> [Stored records]
Begin

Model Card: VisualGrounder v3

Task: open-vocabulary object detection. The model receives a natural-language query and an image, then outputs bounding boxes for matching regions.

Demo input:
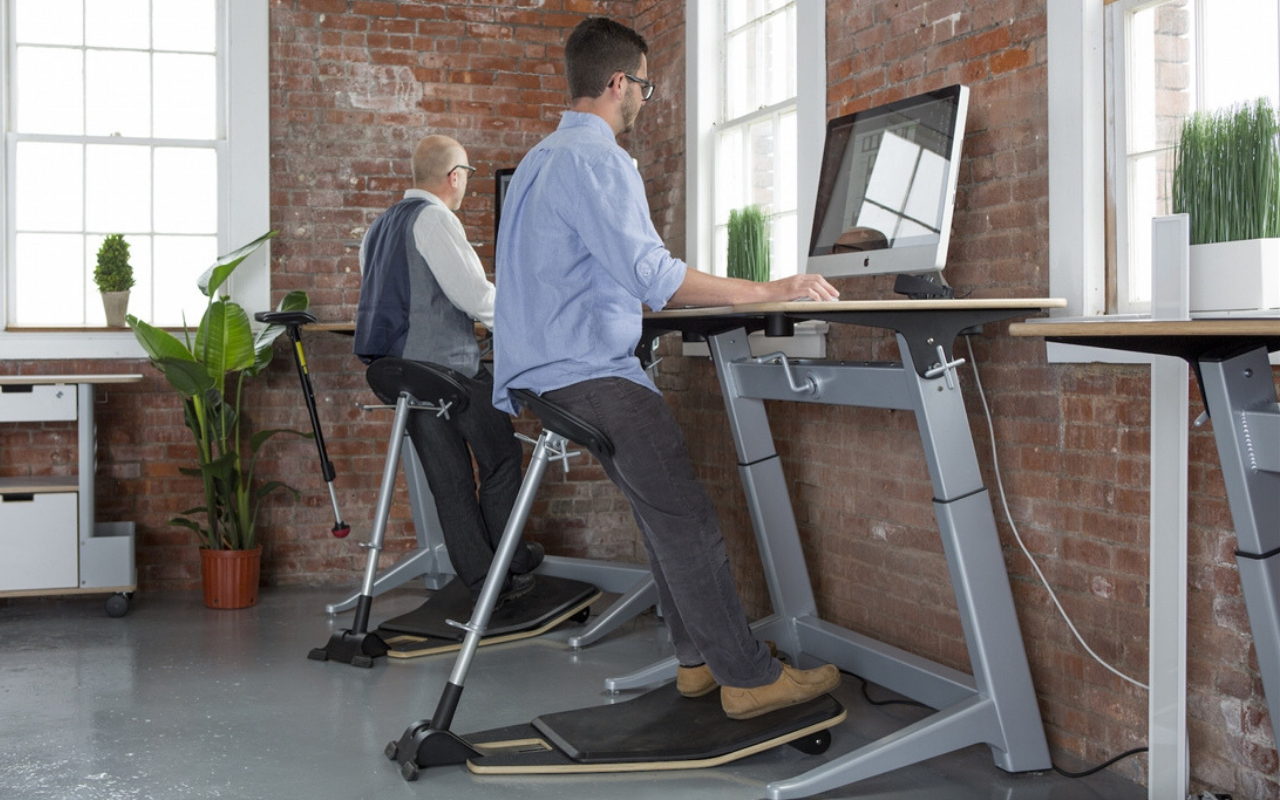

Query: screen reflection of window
[846,132,946,244]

End

Reproduce every one of the rows above word for word, leaving the pictures out of your answer.

> [Answer below]
Model Card: VisualGrounder v3

Task: open-vocabulary object detection. The model receives a natural-language query and an image, then outputs bounding boxes for matching regions.

Demo input:

Query: screen reflection of window
[846,132,946,244]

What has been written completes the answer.